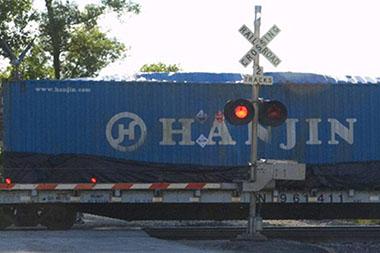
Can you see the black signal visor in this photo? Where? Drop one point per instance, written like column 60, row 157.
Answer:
column 272, row 113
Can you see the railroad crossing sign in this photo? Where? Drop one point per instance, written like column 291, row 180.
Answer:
column 259, row 45
column 258, row 79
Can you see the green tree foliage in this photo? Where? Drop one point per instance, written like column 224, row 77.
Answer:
column 89, row 51
column 17, row 18
column 160, row 67
column 69, row 42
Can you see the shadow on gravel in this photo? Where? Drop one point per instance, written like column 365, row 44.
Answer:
column 270, row 246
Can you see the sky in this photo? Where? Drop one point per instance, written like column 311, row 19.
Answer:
column 333, row 37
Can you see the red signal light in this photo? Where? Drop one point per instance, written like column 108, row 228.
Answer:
column 239, row 112
column 8, row 181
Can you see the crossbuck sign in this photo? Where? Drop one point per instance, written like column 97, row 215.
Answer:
column 259, row 46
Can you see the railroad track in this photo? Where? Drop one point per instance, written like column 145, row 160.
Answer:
column 289, row 233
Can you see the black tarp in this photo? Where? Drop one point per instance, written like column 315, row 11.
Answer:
column 69, row 168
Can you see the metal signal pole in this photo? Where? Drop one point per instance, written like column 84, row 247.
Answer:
column 254, row 222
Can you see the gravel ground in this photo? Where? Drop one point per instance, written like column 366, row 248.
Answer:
column 99, row 234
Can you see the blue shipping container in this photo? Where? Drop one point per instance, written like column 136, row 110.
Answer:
column 330, row 121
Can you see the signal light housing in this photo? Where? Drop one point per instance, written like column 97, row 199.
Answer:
column 239, row 112
column 272, row 113
column 8, row 181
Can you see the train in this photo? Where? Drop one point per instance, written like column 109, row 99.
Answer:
column 169, row 128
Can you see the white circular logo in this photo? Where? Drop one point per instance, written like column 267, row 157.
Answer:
column 128, row 132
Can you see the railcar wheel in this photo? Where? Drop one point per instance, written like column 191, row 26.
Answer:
column 27, row 217
column 58, row 217
column 5, row 218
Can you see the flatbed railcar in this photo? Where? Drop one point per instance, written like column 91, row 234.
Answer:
column 159, row 148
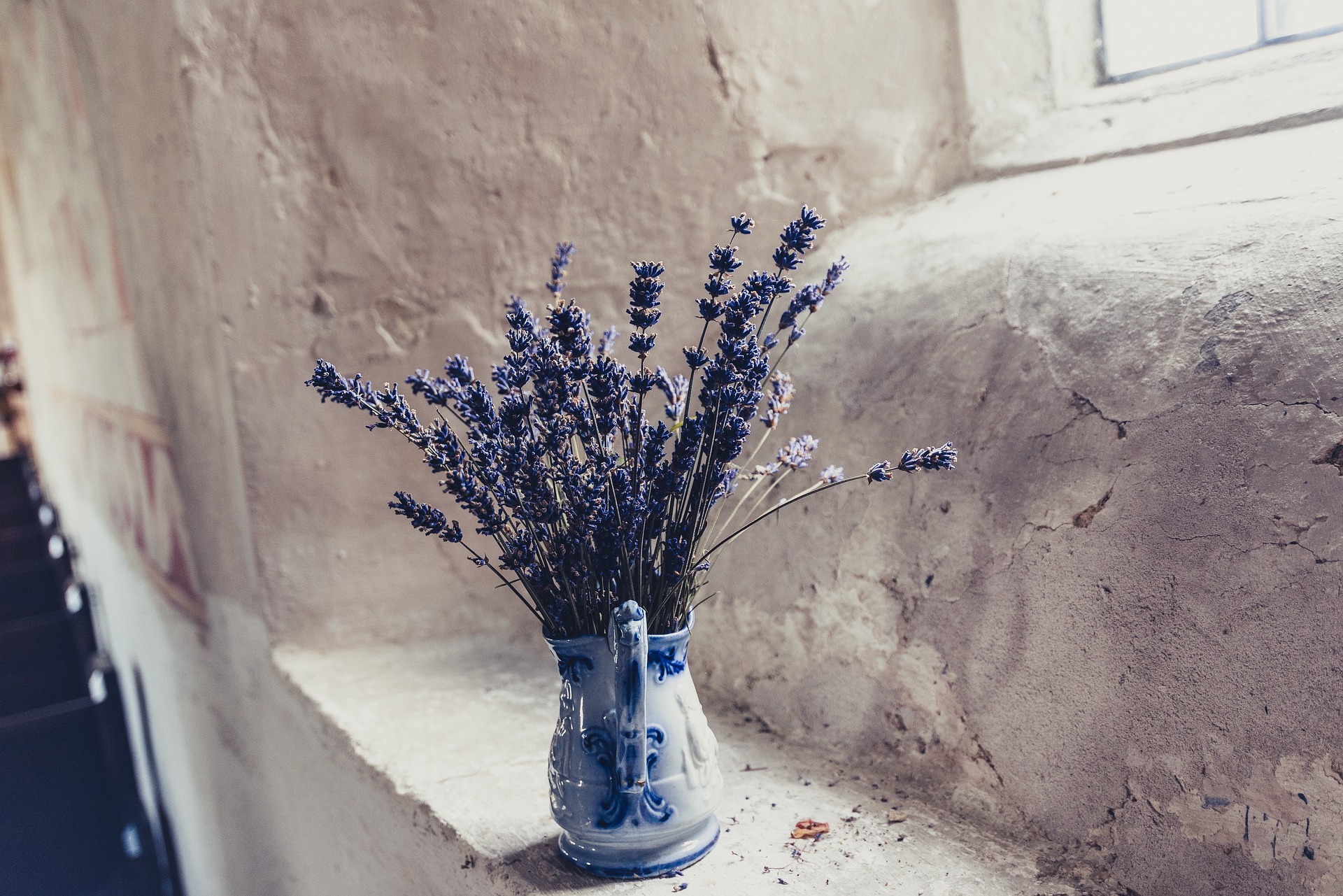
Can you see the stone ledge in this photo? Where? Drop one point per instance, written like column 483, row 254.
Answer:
column 462, row 728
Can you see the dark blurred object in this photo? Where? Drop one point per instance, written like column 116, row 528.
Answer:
column 71, row 820
column 14, row 422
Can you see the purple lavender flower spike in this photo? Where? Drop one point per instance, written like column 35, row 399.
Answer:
column 590, row 504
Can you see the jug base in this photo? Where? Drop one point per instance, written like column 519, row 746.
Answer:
column 642, row 862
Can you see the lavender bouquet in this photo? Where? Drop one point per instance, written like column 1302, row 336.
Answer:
column 588, row 500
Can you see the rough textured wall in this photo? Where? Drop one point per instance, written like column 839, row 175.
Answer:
column 1112, row 624
column 1118, row 621
column 379, row 178
column 262, row 183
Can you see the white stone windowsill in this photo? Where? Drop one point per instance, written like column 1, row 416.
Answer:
column 464, row 730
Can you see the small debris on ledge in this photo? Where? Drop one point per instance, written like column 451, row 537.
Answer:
column 809, row 829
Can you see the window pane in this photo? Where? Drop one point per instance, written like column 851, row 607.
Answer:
column 1146, row 34
column 1284, row 17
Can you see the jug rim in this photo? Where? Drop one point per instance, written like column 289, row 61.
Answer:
column 653, row 639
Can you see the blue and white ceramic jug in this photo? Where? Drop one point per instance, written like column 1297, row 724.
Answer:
column 634, row 767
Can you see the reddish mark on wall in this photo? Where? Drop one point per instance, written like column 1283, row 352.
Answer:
column 74, row 238
column 131, row 473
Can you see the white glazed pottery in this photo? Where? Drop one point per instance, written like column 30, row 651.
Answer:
column 634, row 767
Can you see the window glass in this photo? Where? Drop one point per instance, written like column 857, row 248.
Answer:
column 1146, row 36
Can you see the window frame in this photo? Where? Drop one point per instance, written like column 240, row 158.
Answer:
column 1261, row 41
column 1036, row 97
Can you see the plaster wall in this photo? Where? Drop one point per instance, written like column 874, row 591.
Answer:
column 1111, row 625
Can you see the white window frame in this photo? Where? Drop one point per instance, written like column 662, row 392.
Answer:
column 1035, row 100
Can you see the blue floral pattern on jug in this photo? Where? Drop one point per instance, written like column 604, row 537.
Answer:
column 634, row 773
column 618, row 804
column 667, row 662
column 570, row 667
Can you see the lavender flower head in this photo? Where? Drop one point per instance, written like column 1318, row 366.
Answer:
column 581, row 502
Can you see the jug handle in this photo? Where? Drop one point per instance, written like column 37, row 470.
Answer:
column 627, row 637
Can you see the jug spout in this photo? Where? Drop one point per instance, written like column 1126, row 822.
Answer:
column 627, row 636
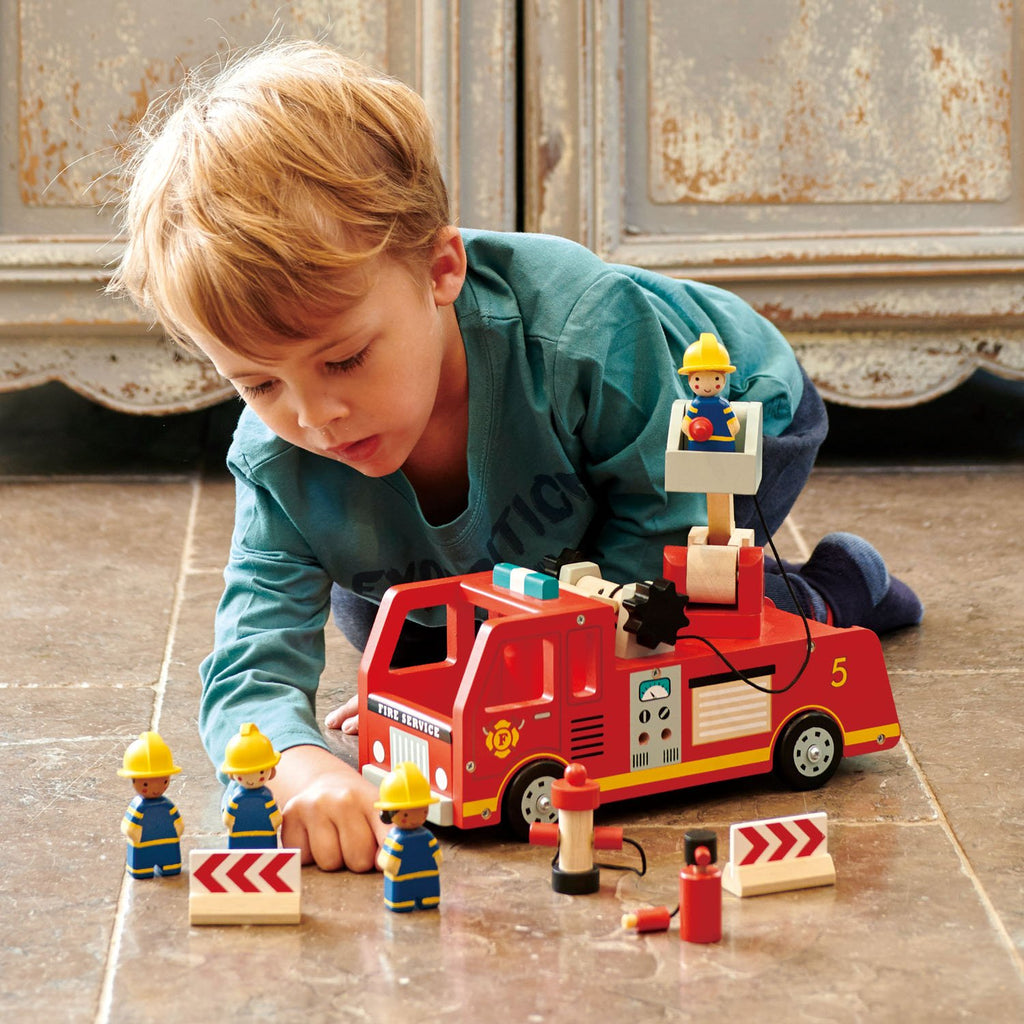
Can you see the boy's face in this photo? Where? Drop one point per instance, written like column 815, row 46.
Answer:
column 367, row 386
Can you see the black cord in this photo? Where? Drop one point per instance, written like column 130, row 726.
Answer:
column 629, row 867
column 807, row 628
column 638, row 871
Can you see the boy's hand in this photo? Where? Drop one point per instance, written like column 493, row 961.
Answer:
column 346, row 717
column 328, row 809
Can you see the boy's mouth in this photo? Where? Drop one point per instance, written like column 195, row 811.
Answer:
column 355, row 452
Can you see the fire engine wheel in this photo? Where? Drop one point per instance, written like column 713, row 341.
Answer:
column 809, row 752
column 528, row 798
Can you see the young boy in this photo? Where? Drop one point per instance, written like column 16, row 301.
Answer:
column 420, row 400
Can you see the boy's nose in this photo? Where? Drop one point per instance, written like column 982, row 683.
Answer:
column 315, row 412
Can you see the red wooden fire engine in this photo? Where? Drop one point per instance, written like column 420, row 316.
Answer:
column 543, row 670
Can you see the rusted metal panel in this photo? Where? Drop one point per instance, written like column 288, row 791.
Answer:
column 793, row 101
column 78, row 77
column 851, row 167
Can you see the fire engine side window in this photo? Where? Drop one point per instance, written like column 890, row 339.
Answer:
column 523, row 673
column 582, row 647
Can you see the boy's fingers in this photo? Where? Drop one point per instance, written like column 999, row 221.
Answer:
column 337, row 718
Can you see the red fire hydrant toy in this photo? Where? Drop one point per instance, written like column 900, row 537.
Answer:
column 576, row 798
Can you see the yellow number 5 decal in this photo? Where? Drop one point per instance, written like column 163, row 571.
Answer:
column 839, row 672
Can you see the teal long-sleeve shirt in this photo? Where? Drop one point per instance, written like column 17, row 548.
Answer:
column 572, row 369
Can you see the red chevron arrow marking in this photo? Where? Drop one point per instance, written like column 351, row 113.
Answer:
column 815, row 837
column 204, row 873
column 238, row 872
column 270, row 875
column 758, row 844
column 785, row 838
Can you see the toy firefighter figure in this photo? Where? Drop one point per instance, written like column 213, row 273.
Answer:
column 410, row 857
column 249, row 809
column 709, row 423
column 152, row 824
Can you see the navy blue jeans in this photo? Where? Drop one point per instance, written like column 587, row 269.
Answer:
column 786, row 463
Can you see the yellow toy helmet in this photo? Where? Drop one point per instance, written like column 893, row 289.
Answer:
column 147, row 757
column 249, row 751
column 707, row 354
column 403, row 787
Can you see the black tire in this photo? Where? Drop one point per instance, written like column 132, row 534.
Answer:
column 528, row 798
column 808, row 752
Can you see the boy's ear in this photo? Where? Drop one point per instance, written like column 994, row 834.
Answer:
column 448, row 267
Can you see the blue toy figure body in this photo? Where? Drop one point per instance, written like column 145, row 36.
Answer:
column 152, row 824
column 249, row 809
column 251, row 815
column 157, row 846
column 709, row 423
column 723, row 423
column 414, row 883
column 411, row 856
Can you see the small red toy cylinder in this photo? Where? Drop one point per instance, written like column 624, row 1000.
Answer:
column 700, row 889
column 648, row 919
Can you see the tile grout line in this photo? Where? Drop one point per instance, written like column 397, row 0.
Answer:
column 121, row 910
column 178, row 603
column 993, row 916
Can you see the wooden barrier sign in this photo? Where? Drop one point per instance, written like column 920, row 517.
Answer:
column 777, row 854
column 245, row 887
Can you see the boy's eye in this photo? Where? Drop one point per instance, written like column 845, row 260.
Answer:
column 255, row 390
column 347, row 366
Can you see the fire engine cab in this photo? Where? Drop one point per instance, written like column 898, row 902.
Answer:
column 539, row 683
column 652, row 686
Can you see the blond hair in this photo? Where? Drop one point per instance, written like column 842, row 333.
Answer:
column 269, row 187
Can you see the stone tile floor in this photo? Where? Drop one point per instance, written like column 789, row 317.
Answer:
column 113, row 534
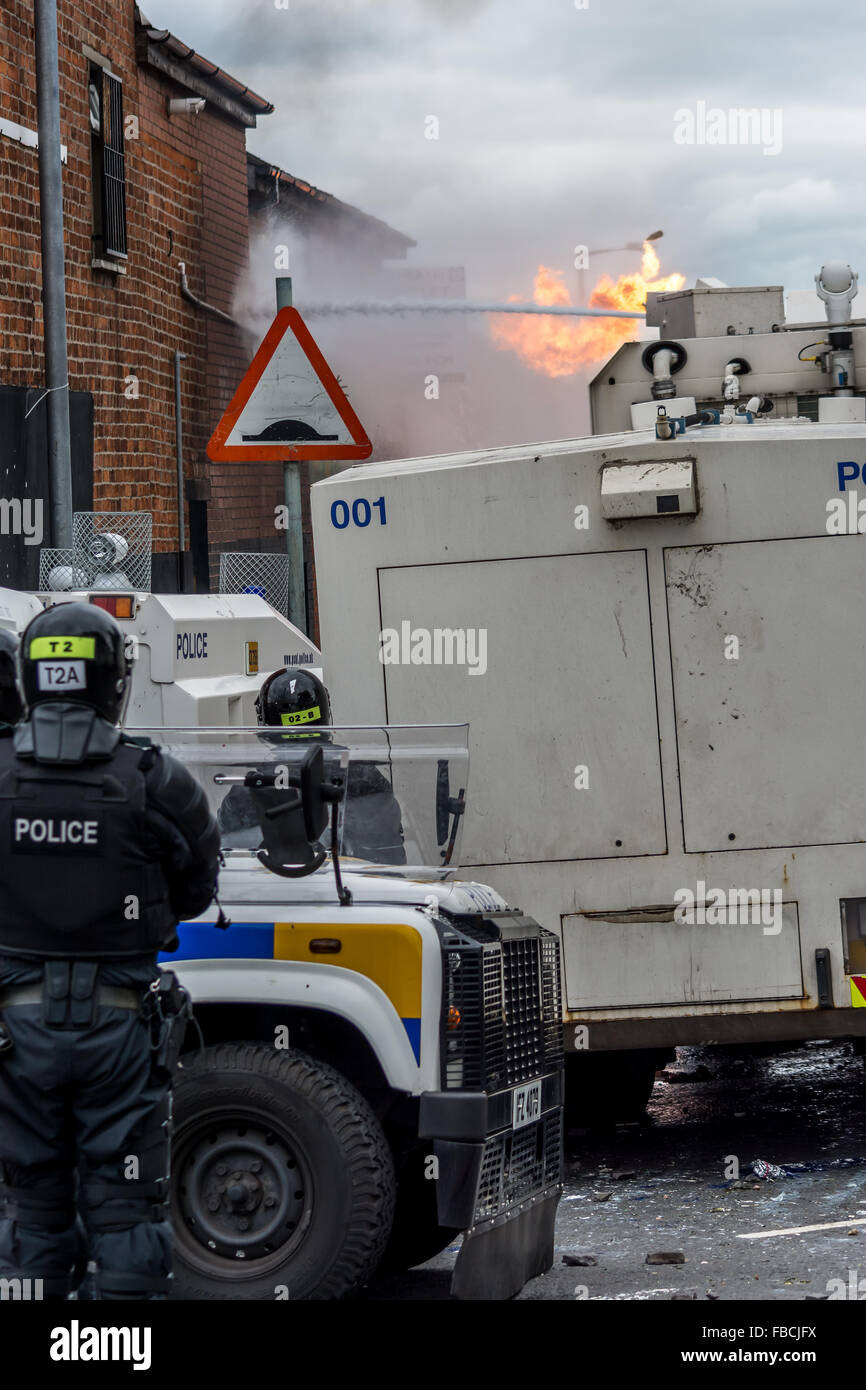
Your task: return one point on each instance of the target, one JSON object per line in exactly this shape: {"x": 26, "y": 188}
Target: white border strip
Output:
{"x": 24, "y": 136}
{"x": 801, "y": 1230}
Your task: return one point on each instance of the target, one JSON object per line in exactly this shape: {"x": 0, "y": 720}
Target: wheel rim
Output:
{"x": 242, "y": 1193}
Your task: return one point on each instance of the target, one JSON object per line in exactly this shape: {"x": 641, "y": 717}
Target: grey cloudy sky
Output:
{"x": 556, "y": 124}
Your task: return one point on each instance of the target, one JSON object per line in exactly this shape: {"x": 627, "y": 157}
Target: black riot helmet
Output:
{"x": 10, "y": 699}
{"x": 292, "y": 699}
{"x": 75, "y": 652}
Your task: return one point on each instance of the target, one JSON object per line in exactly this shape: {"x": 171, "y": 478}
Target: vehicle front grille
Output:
{"x": 502, "y": 1008}
{"x": 517, "y": 1165}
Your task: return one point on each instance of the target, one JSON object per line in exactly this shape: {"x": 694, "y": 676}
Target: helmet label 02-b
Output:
{"x": 302, "y": 716}
{"x": 61, "y": 676}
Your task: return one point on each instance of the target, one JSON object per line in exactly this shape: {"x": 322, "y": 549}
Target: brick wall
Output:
{"x": 185, "y": 202}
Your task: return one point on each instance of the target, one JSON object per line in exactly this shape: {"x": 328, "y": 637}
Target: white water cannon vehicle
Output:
{"x": 658, "y": 638}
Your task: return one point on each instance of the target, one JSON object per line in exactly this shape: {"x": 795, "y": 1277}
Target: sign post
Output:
{"x": 288, "y": 407}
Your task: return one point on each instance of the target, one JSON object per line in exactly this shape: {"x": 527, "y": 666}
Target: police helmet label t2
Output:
{"x": 75, "y": 652}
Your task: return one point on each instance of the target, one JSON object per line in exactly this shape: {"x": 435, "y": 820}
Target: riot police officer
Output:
{"x": 104, "y": 847}
{"x": 296, "y": 702}
{"x": 10, "y": 698}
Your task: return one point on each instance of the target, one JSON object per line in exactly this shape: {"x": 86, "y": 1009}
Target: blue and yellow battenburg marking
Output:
{"x": 389, "y": 954}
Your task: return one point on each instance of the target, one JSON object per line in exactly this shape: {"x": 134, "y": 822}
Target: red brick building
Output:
{"x": 157, "y": 211}
{"x": 145, "y": 191}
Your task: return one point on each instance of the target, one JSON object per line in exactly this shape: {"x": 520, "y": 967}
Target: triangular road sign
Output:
{"x": 289, "y": 405}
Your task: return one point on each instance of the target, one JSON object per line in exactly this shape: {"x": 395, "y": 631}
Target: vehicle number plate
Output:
{"x": 526, "y": 1104}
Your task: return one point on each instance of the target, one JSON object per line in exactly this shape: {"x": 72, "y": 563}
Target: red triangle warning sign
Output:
{"x": 289, "y": 405}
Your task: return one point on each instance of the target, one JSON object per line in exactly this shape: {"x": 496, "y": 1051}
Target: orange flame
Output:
{"x": 559, "y": 345}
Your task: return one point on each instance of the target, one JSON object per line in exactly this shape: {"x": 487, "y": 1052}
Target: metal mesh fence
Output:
{"x": 117, "y": 548}
{"x": 110, "y": 551}
{"x": 246, "y": 571}
{"x": 59, "y": 570}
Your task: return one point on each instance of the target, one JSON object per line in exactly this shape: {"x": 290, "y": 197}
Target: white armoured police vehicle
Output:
{"x": 658, "y": 637}
{"x": 378, "y": 1066}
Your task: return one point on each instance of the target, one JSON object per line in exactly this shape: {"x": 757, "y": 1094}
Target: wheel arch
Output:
{"x": 338, "y": 1015}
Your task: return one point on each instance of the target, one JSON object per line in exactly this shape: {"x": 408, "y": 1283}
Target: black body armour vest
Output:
{"x": 78, "y": 875}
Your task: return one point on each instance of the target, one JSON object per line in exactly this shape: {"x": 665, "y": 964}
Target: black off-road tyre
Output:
{"x": 282, "y": 1180}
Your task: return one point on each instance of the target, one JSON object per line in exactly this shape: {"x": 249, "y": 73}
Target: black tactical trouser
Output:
{"x": 84, "y": 1147}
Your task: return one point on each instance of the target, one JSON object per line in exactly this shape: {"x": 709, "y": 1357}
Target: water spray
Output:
{"x": 462, "y": 306}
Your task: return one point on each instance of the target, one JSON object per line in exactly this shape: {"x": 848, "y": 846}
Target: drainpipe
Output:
{"x": 178, "y": 434}
{"x": 209, "y": 309}
{"x": 53, "y": 274}
{"x": 291, "y": 492}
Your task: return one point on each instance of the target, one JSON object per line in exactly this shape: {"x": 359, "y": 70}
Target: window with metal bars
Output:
{"x": 106, "y": 95}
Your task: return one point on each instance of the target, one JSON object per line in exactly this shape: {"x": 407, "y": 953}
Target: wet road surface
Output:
{"x": 670, "y": 1186}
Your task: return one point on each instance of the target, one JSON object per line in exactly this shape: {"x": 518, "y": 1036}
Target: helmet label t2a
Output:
{"x": 52, "y": 676}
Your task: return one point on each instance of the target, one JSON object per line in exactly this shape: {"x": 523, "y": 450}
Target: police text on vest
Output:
{"x": 56, "y": 831}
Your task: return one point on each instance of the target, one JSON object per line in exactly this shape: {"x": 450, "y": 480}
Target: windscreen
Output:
{"x": 399, "y": 792}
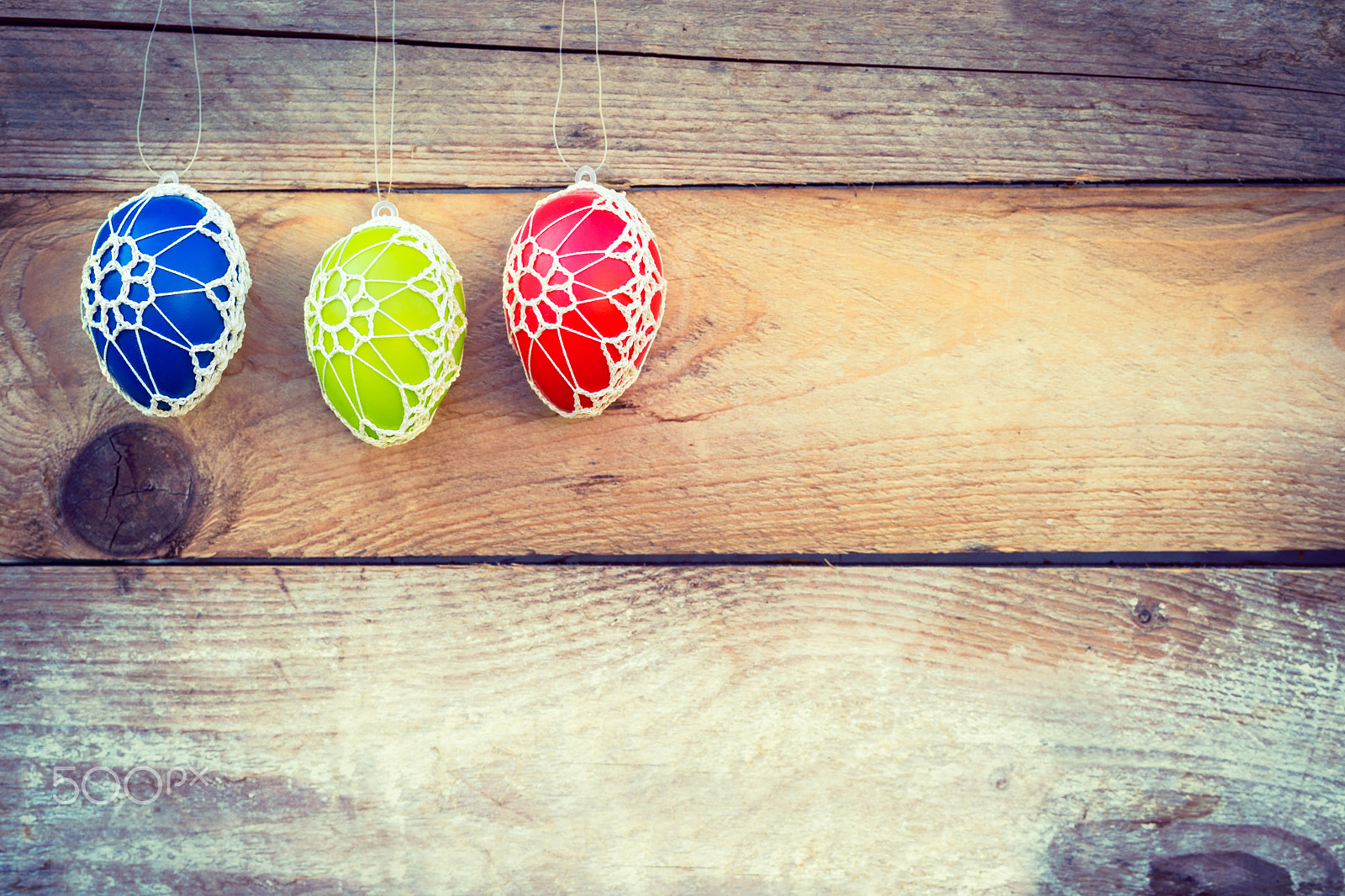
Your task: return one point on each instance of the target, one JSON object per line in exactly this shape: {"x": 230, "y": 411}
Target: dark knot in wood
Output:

=-=-=

### What to produce
Write the lines between the one holding "Can you see the jug base" and the one holding "column 464, row 730", inclusive, as a JSON list of strings with one string per line and blank lines omitted.

### Answer to the exercise
[
  "Can you see the jug base in this photo? Where? Drop one point per instance, written like column 519, row 746.",
  "Answer:",
  "column 642, row 862",
  "Can you see the lavender bouquet in this photo? Where? Drop one point per instance, written like column 1302, row 336.",
  "Answer:",
  "column 588, row 500",
  "Can you see the rough textured wall in this photo? Where? Drop one point per instance, written like column 839, row 175.",
  "Answer:",
  "column 1112, row 624",
  "column 1118, row 621",
  "column 379, row 178",
  "column 262, row 183",
  "Can you see the white stone windowsill in this photo? Where? Drop one point per instance, written like column 1, row 416.",
  "Answer:",
  "column 464, row 730"
]